## Required task
Repeat exactly, and only, the lines from the one holding "mark: the dry golden grass" through the last line of the records below.

:: Input ::

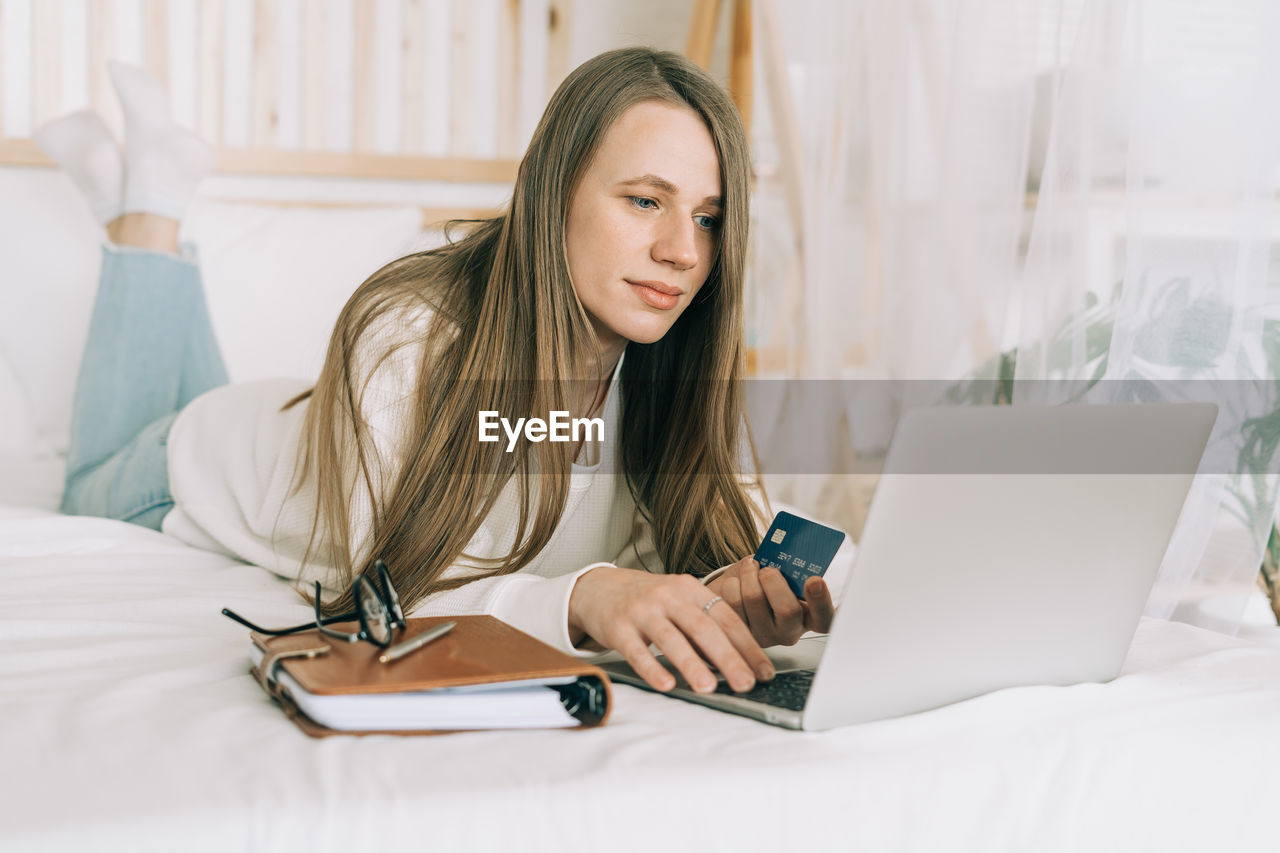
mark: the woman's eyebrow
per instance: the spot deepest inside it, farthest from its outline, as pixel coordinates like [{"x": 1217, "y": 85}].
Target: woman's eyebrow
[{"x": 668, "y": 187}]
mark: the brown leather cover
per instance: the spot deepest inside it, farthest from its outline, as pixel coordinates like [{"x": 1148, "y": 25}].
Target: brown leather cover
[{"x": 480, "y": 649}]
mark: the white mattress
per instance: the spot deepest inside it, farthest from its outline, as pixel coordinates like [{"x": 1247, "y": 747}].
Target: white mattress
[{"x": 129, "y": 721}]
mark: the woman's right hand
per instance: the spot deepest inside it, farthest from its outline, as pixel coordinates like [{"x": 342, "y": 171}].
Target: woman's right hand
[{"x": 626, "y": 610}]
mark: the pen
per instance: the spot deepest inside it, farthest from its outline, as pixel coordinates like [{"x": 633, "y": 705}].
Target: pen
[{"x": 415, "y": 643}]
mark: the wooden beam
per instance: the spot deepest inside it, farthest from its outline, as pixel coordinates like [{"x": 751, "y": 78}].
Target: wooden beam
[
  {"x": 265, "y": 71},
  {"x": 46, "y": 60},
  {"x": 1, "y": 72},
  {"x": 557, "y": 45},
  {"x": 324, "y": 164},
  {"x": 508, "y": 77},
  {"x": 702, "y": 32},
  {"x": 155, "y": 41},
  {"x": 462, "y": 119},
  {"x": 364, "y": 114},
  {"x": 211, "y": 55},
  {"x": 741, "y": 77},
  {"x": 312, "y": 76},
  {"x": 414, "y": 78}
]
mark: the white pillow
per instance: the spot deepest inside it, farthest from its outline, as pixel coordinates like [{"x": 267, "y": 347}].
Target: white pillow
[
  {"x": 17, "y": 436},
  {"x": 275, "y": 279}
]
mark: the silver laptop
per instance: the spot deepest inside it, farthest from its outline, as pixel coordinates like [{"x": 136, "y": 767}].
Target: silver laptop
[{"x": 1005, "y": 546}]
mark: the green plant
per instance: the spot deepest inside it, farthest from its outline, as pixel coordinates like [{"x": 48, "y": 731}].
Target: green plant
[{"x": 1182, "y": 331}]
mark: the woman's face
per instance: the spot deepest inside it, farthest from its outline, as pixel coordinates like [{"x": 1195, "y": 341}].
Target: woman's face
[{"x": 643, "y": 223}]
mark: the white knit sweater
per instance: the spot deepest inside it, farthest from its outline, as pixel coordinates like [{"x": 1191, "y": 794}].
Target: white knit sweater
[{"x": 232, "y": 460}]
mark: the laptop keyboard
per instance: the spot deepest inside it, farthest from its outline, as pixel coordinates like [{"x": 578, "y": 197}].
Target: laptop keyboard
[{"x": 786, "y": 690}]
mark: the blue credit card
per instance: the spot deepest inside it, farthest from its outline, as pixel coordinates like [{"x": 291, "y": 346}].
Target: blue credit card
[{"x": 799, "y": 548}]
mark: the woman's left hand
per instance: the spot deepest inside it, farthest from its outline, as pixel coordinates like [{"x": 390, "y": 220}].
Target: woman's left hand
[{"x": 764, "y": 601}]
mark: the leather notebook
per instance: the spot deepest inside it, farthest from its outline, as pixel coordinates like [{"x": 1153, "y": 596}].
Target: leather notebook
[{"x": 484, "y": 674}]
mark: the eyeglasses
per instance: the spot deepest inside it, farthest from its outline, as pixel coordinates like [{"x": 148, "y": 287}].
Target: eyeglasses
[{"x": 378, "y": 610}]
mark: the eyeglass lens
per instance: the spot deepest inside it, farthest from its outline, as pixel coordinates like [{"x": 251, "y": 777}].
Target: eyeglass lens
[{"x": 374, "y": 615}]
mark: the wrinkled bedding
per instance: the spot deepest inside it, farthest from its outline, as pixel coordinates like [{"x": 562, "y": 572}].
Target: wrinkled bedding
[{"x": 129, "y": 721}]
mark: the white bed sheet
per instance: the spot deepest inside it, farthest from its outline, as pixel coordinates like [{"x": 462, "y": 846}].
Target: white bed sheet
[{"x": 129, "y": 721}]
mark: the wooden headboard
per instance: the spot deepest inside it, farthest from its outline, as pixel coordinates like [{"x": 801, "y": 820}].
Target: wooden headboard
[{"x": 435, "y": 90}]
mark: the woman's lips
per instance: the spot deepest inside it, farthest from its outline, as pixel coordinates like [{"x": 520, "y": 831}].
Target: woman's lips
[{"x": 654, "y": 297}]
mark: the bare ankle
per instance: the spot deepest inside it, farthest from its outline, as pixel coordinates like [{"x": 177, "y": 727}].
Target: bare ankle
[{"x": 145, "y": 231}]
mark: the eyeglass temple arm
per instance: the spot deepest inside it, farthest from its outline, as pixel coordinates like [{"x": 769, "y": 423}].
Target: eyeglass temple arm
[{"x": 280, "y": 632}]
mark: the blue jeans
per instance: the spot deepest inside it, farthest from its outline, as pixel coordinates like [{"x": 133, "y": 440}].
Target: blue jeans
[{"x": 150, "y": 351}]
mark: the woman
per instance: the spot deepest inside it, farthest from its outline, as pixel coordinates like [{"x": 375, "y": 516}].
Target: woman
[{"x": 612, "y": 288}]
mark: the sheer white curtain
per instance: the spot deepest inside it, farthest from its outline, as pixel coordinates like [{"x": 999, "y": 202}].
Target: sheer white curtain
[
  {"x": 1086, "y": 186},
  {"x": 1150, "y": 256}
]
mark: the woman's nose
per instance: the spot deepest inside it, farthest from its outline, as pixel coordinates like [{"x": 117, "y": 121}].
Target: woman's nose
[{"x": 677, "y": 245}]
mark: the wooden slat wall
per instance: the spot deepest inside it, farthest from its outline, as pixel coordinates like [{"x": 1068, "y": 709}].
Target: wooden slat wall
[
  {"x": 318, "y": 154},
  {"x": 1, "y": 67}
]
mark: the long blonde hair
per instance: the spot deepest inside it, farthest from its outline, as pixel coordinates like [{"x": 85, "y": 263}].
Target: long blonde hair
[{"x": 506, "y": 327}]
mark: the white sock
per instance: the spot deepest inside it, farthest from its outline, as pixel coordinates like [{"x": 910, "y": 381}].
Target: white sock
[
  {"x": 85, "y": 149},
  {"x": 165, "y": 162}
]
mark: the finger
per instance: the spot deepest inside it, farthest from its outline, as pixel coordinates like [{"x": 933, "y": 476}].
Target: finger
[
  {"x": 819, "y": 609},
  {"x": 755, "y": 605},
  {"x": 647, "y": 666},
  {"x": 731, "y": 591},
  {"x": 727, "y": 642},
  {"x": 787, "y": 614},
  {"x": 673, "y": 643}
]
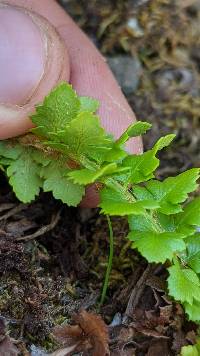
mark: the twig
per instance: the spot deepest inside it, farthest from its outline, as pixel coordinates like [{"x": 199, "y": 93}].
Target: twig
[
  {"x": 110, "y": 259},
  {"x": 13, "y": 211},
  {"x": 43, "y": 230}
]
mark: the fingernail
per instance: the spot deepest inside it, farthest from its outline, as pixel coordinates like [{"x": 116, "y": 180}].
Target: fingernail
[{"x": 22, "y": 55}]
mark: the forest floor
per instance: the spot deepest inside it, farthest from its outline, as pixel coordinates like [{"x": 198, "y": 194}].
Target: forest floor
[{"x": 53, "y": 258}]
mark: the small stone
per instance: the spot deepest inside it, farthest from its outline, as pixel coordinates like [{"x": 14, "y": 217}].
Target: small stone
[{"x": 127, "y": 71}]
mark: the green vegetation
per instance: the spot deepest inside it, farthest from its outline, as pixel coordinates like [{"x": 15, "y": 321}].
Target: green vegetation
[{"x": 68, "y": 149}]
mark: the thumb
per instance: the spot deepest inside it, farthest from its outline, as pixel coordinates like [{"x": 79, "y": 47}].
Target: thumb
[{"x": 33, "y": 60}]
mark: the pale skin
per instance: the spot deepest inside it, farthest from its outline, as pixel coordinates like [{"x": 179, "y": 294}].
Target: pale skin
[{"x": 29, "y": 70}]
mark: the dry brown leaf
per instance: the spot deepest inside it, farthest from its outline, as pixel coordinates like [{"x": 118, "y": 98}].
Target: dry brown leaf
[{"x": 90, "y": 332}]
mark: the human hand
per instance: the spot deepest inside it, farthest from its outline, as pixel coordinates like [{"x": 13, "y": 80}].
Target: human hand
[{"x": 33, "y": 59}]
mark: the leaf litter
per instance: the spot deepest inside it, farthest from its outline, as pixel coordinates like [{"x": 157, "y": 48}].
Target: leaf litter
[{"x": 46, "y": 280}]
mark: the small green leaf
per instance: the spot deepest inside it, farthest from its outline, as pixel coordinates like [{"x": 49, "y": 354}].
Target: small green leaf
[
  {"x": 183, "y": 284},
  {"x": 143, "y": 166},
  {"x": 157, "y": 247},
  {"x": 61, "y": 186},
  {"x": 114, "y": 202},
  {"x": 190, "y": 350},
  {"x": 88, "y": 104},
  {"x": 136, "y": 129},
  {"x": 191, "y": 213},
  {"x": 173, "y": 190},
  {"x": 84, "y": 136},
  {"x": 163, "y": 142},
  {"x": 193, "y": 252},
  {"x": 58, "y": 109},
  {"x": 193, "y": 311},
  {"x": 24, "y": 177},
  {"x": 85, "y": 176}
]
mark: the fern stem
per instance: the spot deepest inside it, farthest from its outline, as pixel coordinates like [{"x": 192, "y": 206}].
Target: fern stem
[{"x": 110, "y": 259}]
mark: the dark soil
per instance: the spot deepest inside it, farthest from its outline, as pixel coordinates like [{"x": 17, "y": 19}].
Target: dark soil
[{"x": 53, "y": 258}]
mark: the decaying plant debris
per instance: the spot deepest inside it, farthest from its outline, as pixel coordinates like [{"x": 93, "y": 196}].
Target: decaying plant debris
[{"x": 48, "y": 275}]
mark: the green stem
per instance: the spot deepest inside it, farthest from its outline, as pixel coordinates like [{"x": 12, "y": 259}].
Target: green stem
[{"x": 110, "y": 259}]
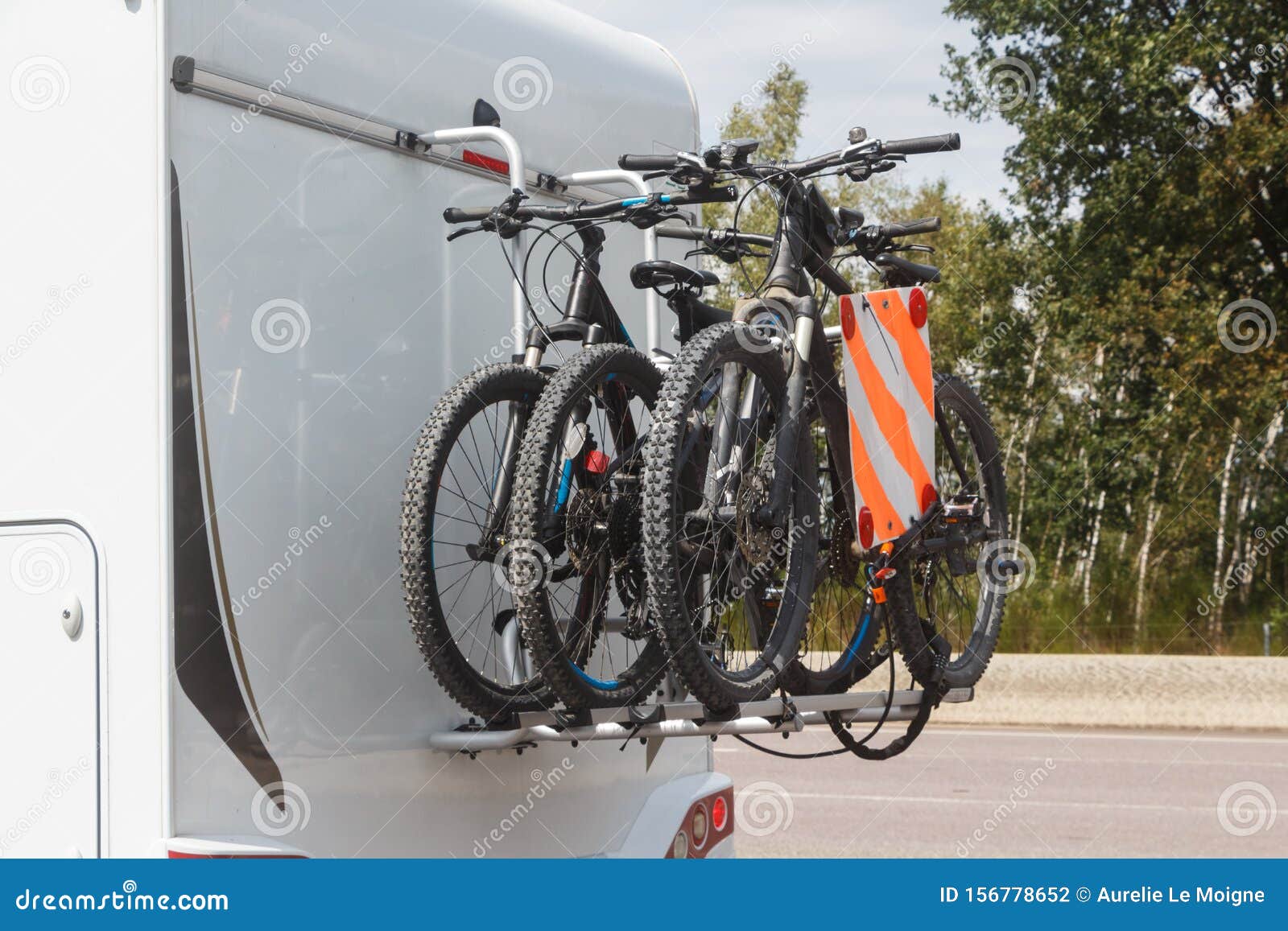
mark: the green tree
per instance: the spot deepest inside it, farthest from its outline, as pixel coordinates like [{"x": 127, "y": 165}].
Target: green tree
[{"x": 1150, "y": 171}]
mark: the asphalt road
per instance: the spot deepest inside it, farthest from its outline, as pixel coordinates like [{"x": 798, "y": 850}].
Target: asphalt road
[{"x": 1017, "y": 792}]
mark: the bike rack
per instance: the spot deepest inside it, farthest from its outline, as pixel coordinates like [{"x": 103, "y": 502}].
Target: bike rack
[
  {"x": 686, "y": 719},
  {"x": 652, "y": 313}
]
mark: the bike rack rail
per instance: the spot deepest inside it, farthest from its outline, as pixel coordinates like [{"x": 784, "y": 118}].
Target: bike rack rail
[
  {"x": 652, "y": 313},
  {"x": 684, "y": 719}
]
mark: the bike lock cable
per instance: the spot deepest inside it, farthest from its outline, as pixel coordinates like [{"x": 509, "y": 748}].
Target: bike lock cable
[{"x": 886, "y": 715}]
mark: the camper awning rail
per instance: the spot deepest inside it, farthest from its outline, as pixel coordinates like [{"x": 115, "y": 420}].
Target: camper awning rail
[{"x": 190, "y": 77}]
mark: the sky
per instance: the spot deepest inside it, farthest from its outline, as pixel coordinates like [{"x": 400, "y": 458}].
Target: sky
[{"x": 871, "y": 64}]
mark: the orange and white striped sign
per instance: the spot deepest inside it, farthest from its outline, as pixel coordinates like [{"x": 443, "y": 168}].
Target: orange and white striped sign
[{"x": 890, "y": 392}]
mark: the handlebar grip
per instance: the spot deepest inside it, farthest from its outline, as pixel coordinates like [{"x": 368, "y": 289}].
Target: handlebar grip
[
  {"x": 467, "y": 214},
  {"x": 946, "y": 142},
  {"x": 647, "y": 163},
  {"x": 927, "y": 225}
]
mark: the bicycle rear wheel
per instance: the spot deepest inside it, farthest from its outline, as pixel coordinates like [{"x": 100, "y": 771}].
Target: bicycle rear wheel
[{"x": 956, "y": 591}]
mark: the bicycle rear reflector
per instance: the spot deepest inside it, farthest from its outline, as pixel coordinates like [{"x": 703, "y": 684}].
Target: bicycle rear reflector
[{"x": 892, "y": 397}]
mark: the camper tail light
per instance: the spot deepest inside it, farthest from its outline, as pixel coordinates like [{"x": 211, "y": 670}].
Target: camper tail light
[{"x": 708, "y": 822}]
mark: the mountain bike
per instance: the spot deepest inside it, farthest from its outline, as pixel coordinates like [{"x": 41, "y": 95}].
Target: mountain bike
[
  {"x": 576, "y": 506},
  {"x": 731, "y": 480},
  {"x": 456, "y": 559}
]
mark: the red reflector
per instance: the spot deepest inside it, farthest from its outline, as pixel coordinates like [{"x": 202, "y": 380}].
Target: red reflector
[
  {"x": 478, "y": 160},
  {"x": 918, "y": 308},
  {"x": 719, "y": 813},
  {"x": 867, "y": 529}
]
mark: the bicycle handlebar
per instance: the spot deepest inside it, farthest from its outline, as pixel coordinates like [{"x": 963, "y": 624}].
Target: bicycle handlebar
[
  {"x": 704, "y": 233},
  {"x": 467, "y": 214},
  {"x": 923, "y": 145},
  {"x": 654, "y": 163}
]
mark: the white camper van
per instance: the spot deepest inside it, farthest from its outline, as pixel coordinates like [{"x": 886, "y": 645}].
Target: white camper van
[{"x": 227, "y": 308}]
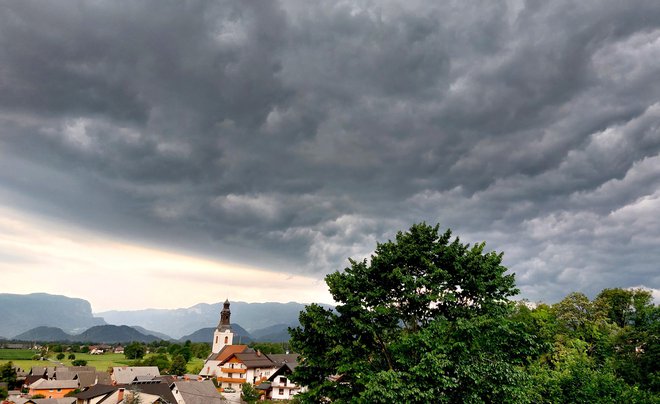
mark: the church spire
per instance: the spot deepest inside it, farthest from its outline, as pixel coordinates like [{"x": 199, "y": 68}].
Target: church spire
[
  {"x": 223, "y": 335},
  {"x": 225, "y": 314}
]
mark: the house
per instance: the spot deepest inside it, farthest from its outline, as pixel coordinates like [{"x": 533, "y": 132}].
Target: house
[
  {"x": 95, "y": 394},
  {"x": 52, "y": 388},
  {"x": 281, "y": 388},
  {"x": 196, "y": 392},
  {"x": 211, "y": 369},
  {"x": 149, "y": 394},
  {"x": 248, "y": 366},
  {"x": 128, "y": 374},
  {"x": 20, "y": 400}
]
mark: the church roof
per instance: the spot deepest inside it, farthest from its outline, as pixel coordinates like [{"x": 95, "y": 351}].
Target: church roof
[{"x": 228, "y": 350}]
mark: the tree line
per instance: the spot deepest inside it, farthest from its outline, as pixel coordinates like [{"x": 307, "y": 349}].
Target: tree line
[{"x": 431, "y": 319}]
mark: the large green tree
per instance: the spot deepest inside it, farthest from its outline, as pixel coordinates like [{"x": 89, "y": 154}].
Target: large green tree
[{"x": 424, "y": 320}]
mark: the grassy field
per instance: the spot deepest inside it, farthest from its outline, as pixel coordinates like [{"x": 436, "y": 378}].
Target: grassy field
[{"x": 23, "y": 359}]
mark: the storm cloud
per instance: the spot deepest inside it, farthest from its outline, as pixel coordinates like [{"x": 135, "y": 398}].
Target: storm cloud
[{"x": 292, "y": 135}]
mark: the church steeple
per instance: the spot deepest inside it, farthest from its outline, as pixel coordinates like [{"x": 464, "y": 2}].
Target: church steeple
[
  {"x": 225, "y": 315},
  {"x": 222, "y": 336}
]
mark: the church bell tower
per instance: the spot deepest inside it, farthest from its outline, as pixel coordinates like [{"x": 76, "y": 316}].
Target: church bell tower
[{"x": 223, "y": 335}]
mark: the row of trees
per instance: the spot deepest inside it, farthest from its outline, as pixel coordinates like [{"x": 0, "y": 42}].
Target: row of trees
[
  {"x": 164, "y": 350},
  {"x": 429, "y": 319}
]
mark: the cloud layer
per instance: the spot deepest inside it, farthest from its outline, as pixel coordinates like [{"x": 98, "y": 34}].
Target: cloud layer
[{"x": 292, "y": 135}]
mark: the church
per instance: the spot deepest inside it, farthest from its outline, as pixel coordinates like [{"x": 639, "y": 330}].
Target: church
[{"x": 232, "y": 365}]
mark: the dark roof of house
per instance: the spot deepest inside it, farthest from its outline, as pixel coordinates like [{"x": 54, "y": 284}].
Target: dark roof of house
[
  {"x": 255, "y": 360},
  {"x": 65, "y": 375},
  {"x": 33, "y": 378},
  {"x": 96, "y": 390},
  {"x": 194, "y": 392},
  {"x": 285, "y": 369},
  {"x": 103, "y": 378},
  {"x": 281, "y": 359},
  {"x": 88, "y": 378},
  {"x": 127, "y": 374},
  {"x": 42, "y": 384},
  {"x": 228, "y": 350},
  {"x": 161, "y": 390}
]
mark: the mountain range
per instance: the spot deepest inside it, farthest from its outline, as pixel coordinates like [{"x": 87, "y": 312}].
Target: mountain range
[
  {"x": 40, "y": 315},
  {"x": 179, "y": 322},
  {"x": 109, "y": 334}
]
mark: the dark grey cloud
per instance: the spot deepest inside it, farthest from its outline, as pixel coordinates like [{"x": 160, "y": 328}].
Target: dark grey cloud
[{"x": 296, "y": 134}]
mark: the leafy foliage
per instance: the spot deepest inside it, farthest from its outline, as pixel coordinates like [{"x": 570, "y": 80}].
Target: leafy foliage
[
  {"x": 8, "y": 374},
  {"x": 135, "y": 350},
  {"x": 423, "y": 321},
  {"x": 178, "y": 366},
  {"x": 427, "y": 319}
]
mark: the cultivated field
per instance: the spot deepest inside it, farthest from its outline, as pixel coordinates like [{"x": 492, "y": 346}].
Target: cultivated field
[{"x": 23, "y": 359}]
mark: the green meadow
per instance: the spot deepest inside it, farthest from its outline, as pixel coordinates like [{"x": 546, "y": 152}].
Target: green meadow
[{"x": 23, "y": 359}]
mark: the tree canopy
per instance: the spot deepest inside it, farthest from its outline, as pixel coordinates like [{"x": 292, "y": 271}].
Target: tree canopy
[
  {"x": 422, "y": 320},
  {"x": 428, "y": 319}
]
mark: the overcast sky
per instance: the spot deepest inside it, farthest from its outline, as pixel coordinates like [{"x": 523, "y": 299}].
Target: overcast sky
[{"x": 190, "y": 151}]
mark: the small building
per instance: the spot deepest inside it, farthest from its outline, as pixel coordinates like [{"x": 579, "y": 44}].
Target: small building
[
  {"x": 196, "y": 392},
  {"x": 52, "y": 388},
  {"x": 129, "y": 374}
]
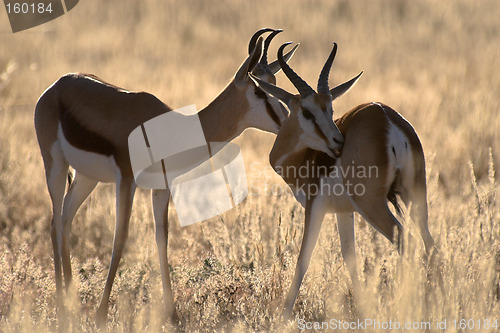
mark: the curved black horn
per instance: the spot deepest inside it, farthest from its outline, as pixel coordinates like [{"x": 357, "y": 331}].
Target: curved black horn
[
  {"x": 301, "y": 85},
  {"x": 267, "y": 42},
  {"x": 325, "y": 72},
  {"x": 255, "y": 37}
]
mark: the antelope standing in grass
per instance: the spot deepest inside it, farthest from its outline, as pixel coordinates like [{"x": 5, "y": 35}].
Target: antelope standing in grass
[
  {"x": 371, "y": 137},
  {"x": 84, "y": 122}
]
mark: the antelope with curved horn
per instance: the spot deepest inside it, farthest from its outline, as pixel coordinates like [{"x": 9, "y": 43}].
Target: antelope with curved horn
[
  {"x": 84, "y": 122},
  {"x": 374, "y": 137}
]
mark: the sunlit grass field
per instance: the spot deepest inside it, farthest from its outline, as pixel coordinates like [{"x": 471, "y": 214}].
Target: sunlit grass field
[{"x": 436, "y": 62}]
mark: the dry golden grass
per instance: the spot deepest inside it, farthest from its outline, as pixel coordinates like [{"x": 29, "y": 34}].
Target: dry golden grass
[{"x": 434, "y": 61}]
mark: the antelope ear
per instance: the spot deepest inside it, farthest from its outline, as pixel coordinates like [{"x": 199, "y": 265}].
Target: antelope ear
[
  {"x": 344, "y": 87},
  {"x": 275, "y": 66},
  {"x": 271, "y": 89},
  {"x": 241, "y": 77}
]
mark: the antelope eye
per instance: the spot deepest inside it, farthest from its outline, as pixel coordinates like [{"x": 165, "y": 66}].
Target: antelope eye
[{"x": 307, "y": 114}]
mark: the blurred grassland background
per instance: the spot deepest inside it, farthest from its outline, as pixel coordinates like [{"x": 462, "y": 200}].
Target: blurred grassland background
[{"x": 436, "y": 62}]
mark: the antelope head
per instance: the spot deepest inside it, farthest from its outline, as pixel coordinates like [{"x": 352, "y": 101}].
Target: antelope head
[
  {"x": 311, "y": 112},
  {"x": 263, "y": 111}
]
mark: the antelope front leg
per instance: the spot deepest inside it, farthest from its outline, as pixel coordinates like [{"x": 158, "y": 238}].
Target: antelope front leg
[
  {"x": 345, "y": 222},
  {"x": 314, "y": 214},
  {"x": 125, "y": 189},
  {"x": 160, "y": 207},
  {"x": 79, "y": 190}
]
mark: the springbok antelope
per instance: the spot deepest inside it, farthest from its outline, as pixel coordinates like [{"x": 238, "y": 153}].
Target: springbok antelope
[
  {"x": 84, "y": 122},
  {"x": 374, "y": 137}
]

:::

## Exercise result
mark: the dry golden grass
per instance: the spot deepest inside it, farthest from its outline, as pixel coordinates like [{"x": 29, "y": 34}].
Target: dry golden grass
[{"x": 434, "y": 61}]
mark: the antelope ear
per instance: the spot deepest inside it, farthest from its outline, as pixel coordinates like [{"x": 199, "y": 265}].
Target: antelope ear
[
  {"x": 344, "y": 87},
  {"x": 275, "y": 66},
  {"x": 271, "y": 89},
  {"x": 241, "y": 77}
]
mark: the antelope eye
per instance: the spot deepest inside it, farthest from its outline, as pixel coordinates like [{"x": 165, "y": 66}].
Target: antelope eye
[{"x": 307, "y": 114}]
mark: the blurred grassland background
per instance: the spot deepest inside it, farthest from its outline, as pixel coordinates like [{"x": 462, "y": 200}].
Target: blurred grassland background
[{"x": 436, "y": 62}]
mark: the antelope head
per instance: the spot deepest inside it, farthest from its outline, as pixel coordinates like [{"x": 352, "y": 101}].
Target: antelope head
[
  {"x": 311, "y": 112},
  {"x": 263, "y": 111}
]
mark: the antelope front leg
per instance: the spot deepest inside it, farthest from its outline, as pixel coordinates like [{"x": 158, "y": 238}].
Target: antelope front leg
[
  {"x": 345, "y": 222},
  {"x": 314, "y": 214},
  {"x": 125, "y": 189},
  {"x": 160, "y": 207},
  {"x": 79, "y": 190}
]
mark: the springbok antelope
per instance: the spot deepest inside it, farthest from its outline, as pixel coordinates like [{"x": 238, "y": 153}].
Target: springbok antelope
[
  {"x": 84, "y": 122},
  {"x": 374, "y": 137}
]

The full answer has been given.